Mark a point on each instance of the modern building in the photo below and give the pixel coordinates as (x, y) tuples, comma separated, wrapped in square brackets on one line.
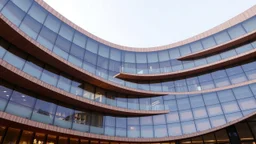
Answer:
[(62, 85)]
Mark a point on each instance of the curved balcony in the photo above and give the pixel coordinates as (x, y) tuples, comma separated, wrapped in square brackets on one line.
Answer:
[(9, 119), (79, 73), (222, 47), (12, 74), (192, 71), (189, 115), (24, 42)]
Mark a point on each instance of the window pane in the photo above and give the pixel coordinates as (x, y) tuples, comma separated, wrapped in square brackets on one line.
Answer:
[(15, 58), (92, 46), (26, 137), (52, 23), (33, 67), (13, 13), (30, 26), (49, 76), (38, 13)]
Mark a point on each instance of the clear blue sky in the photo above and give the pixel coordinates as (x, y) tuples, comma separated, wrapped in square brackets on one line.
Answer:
[(147, 23)]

What to do:
Rewrite every entry above with "pixel coordinates" swapped for "point coordinates" and everything else left unchanged. Leave the pictures out.

Solution for this exercise:
Mark a point on each instance of the modern building in the photo below and give the point coordinates as (x, y) tuples, comma separated, wrapped in square brackets on one line.
Answer:
[(62, 85)]
Mark a point on each instance of the curved balcony in the photo above and give the point coordinates as (x, y) tuples, comma separated, wrapped in square brackets on one line.
Answer:
[(9, 119), (79, 73), (222, 47), (12, 74), (192, 71), (189, 115), (24, 42)]
Mark a point on each instance of the window pane in the photo above and give the point coordinates as (x, y) tuples, comma separated, wrapped in square brackets on one line.
Answer:
[(15, 58), (92, 46), (26, 137), (52, 23), (33, 67), (13, 13), (30, 26), (49, 76), (38, 13)]
Mark a point on each instance of the clear blue sky in the photo above and give the point coordinates as (x, y) tuples, comma separated, wrapped in square brackets on one line.
Answer:
[(147, 23)]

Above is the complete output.